◆ **Written problem**: Update every one of the records below by replacing "thickest part" with "widest part" and keeping all other wording unchanged. Leave the pictures out of your answer.

[Dataset rows]
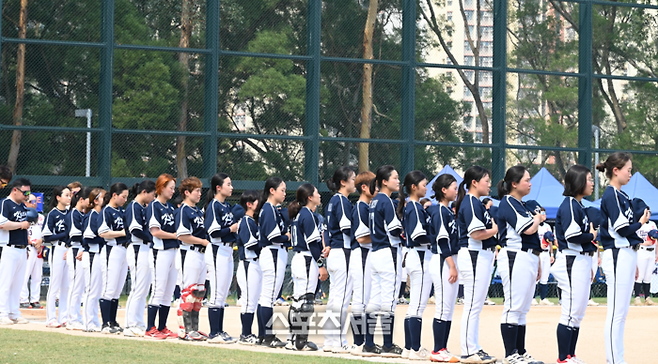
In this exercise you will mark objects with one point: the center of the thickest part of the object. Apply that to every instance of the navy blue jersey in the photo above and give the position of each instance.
(306, 234)
(271, 226)
(515, 218)
(385, 227)
(218, 221)
(473, 216)
(91, 241)
(416, 223)
(54, 228)
(161, 216)
(360, 223)
(12, 211)
(572, 227)
(618, 229)
(443, 228)
(112, 220)
(247, 241)
(137, 229)
(74, 225)
(189, 221)
(339, 224)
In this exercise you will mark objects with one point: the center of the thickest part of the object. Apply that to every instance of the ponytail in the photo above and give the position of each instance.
(216, 181)
(513, 175)
(301, 199)
(412, 178)
(473, 173)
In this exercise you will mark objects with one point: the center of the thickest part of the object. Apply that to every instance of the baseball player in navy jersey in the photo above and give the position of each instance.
(338, 214)
(572, 269)
(273, 257)
(34, 268)
(77, 273)
(306, 266)
(518, 261)
(249, 274)
(621, 242)
(194, 241)
(54, 232)
(162, 258)
(443, 266)
(137, 257)
(477, 242)
(92, 261)
(386, 262)
(360, 261)
(221, 226)
(416, 224)
(115, 267)
(13, 257)
(646, 263)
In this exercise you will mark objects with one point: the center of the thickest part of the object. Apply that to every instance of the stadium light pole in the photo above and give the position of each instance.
(81, 113)
(597, 136)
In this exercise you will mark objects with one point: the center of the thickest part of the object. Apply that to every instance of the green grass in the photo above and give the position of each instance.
(21, 346)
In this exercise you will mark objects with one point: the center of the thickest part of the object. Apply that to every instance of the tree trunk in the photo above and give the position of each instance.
(183, 58)
(20, 90)
(366, 106)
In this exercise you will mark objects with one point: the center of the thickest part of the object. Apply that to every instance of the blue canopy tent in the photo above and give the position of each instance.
(446, 169)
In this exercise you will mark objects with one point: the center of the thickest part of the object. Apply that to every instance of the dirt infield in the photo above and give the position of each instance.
(541, 342)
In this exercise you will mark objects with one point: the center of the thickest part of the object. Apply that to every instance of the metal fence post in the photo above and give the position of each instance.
(105, 93)
(312, 124)
(407, 127)
(585, 84)
(211, 101)
(498, 133)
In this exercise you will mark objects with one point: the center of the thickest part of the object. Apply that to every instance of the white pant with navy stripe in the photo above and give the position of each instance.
(34, 269)
(59, 285)
(115, 271)
(164, 272)
(78, 276)
(445, 292)
(219, 260)
(619, 268)
(273, 261)
(12, 273)
(340, 292)
(573, 274)
(475, 267)
(417, 264)
(361, 273)
(305, 274)
(545, 262)
(249, 278)
(93, 263)
(386, 265)
(137, 258)
(193, 266)
(646, 263)
(518, 271)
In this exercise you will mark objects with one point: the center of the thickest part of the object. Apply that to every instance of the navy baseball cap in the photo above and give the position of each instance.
(594, 216)
(638, 206)
(533, 206)
(653, 234)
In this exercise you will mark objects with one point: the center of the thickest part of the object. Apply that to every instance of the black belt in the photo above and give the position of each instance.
(199, 248)
(532, 251)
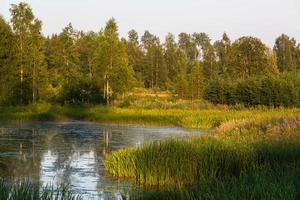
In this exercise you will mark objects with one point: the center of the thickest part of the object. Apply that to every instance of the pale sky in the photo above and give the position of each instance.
(265, 19)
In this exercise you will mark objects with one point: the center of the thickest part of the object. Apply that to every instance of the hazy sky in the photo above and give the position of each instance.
(265, 19)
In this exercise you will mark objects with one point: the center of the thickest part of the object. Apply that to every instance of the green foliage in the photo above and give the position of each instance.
(220, 91)
(236, 162)
(82, 92)
(287, 53)
(270, 90)
(183, 114)
(249, 56)
(32, 191)
(35, 69)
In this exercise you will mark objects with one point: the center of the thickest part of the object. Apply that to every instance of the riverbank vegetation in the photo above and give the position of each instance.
(77, 67)
(243, 158)
(32, 191)
(208, 116)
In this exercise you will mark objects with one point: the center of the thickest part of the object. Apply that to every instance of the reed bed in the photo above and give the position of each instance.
(242, 159)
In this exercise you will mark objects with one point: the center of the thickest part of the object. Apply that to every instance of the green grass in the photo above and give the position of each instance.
(31, 191)
(189, 118)
(243, 159)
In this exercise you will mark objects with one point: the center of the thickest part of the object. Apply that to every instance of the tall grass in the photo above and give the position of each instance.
(31, 191)
(189, 118)
(253, 159)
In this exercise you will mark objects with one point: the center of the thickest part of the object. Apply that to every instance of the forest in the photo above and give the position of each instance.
(77, 67)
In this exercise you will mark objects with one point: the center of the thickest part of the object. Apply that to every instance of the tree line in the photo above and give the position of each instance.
(97, 67)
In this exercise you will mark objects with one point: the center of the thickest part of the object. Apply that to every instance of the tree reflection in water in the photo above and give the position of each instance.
(70, 152)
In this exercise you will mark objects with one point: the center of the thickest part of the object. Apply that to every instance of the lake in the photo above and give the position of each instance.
(72, 152)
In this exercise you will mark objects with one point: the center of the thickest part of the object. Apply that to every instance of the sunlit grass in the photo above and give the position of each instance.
(32, 191)
(189, 118)
(242, 159)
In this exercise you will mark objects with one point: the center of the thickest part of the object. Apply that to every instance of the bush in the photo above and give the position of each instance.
(269, 90)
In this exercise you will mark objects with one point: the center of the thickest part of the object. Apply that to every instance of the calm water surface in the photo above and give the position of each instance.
(72, 152)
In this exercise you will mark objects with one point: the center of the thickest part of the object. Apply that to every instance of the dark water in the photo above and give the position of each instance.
(72, 152)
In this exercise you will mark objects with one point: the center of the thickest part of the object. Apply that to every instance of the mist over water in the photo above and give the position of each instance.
(54, 153)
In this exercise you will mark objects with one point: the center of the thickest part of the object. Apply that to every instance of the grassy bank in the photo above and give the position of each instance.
(243, 159)
(31, 191)
(206, 117)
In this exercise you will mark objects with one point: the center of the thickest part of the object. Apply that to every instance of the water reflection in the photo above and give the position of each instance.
(71, 152)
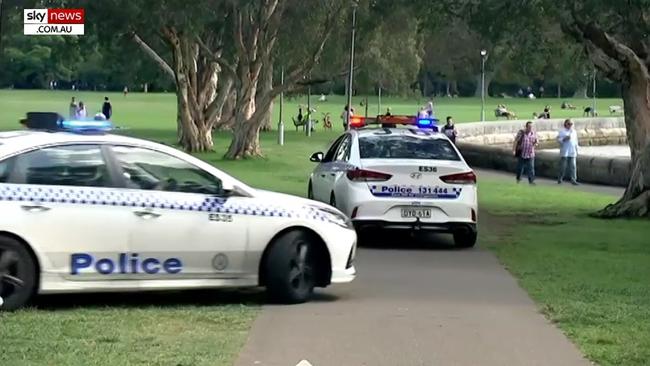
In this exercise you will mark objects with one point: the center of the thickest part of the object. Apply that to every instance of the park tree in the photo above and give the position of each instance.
(256, 32)
(617, 40)
(615, 36)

◆ **Final result**:
In this exercise you will mark objects with one point: the center of the widest part of the object. Apply that to every instance of the navy blue jersey in the photo above and give the position of each instance.
(306, 234)
(271, 226)
(515, 218)
(385, 227)
(218, 221)
(473, 216)
(91, 241)
(416, 223)
(54, 228)
(161, 216)
(360, 223)
(12, 211)
(572, 227)
(618, 229)
(443, 228)
(112, 220)
(247, 241)
(137, 229)
(74, 225)
(189, 221)
(339, 224)
In this exercise you will mark objects with one point: the center of the widest part of the object. Apply that to every instance of the ponytail in the photo above and give the position of each instance.
(216, 181)
(513, 175)
(301, 199)
(412, 178)
(473, 173)
In this exercise you will mark objects with one point: the center of the widest part of the object. Apply that to every instance of the baseball player in navy jersey in the photo above and give the position of each instance.
(338, 214)
(572, 269)
(273, 257)
(34, 268)
(77, 273)
(306, 266)
(518, 261)
(249, 274)
(621, 242)
(194, 241)
(54, 232)
(162, 258)
(443, 266)
(137, 257)
(477, 242)
(92, 261)
(386, 262)
(360, 261)
(221, 226)
(416, 224)
(115, 267)
(13, 257)
(646, 263)
In this exercise you will mark objects with one point: the center of the widest part of the object. Apply that to every instance of the stadium light pole in the photo above and give the position of each instance.
(81, 113)
(597, 136)
In this exercise you will mark objects with one point: the center of the widest part of the object. Apply that to every instance of the green grass in the photo above and give the position of each instance.
(21, 346)
In this exercise you will mark objects with one point: the center of the widest part of the object. Apply that to every instance of the tree trunk in the photo above and give the position of each instance.
(183, 58)
(20, 90)
(366, 106)
In this exercise you will mark objects with one point: the center of the widest part of the object. Apply that to every instance of the blue canopy tent in the photo above and give the position of each instance.
(446, 169)
In this exercise you will mark objects with one point: the center of the widest part of the object. Apply that to every instance of the dirt infield in the photo above and give the position of each instance.
(541, 342)
In this exercise you will mark objects with one point: the center of the widest part of the object. Apply that to every instance of the metal fence post in the photo above and give the position of each instance.
(105, 93)
(312, 124)
(407, 127)
(585, 84)
(211, 101)
(498, 133)
In this exercise you will mark objects with one point: the center of the widest part of the object. Apply that to every instance of the white pant with navy stripe in the photo above and give the position of each instance.
(34, 269)
(59, 285)
(115, 271)
(164, 272)
(78, 276)
(445, 292)
(219, 260)
(619, 268)
(273, 261)
(12, 273)
(340, 292)
(573, 274)
(475, 267)
(417, 264)
(361, 273)
(305, 274)
(545, 262)
(249, 278)
(93, 263)
(386, 265)
(137, 258)
(193, 266)
(646, 263)
(518, 271)
In this exercise you will mark objects with one point: the center of the widest part of the object. Apply that to every instance of the navy baseball cap in the photo above and give the position of each instance.
(594, 216)
(638, 206)
(533, 206)
(653, 234)
In this exercise you will mark objects with one point: the center of the widest part of the object. Apply that to every instance of the black belt in the photo above and give the position of each instance.
(199, 248)
(532, 251)
In this exercise you will mark objects with one point: the center of the widest part of the object. Apply that to every instance of the pale sky in the photo above and give the position of each instance.
(265, 19)
In this exercise you will mark objects with one point: the center of the widest part of the object. Apply that to every instance of the hazy sky in the photo above and give the position of each instance.
(265, 19)
In this exercise you will mark objects with one point: the center of the widest part of the object. Apply that to every instance of the green foliage in the photo above and give the position of each instance.
(220, 91)
(236, 162)
(82, 92)
(287, 53)
(270, 90)
(183, 114)
(249, 56)
(32, 191)
(35, 69)
In this exercise you will mark objects with one point: the center of the widest part of the object. Apply that to every instance of the riverbank vegetation in the photo above and give the position of each instance.
(77, 67)
(243, 158)
(32, 191)
(208, 116)
In this exercise you will mark objects with one point: the center of the widest part of the object. Apply that to every instance of the reed bed in the photo above and give the position of each instance.
(242, 159)
In this exercise you will mark objects with one point: the center of the widest part of the object. Apply that to every instance of the green grass in the photo above and give the position of each instance.
(31, 191)
(189, 118)
(243, 159)
In this exercise you will mark objects with one point: the center of the widest part of the object. Apply that to every instance of the tall grass in the photo above and give the position of each instance.
(31, 191)
(189, 118)
(253, 159)
In this exercise you will mark objects with one point: the center of the widest part of the object. Apply that to every instance of the forest in the photo above and give the position of each instance.
(77, 67)
In this exercise you will mark objects with one point: the center of the widest part of the object. Apply that to every instance of the tree line in the photo above and give the position of each instance.
(97, 67)
In this exercise you will mark objects with one point: the center of the widest part of the object. Apply that to every instance of the tree reflection in water in the photo above and give the position of each instance.
(70, 152)
In this exercise you will mark objects with one point: the center of the widest part of the object. Apply that to every instance of the lake in the photo above and give the position of each instance.
(72, 152)
In this exercise you will mark objects with one point: the center of the widest part of the object. Apply that to every instance of the sunlit grass in the photo above and give the position of each instance.
(32, 191)
(189, 118)
(242, 159)
In this exercise you will mark objects with one point: the center of the widest part of the object. Apply that to every instance of the bush in the photo above and give the position of each instance.
(269, 90)
In this exercise you will mark objects with one point: the center of the widest part of the object. Apply that to every instance of the calm water surface in the photo above and give the position of each instance.
(72, 152)
In this exercise you will mark objects with one point: the center of the widest part of the object. Apply that to every instance of the dark water in the photo above and give the position of each instance.
(72, 152)
In this exercise you will mark objects with one point: the center of the widest part of the object. Apply that to every instance of the mist over water in the photo above and give the position of each instance.
(54, 153)
In this exercise you will mark objects with one point: the center of the widest part of the object. Apply that to every instance of the grassy bank in the photo above and give the position of each instance.
(243, 159)
(31, 191)
(206, 117)
In this exercise you will mark objects with one point: the center of the widest part of the object. Apply that to every instance of the water reflection in the photo above and give the position of each instance.
(71, 152)
In this exercise you will mark objects with one point: the center of the widest part of the object. Apply that to every instance of the park tree in the photo above and give the position of each instance.
(256, 32)
(617, 40)
(615, 36)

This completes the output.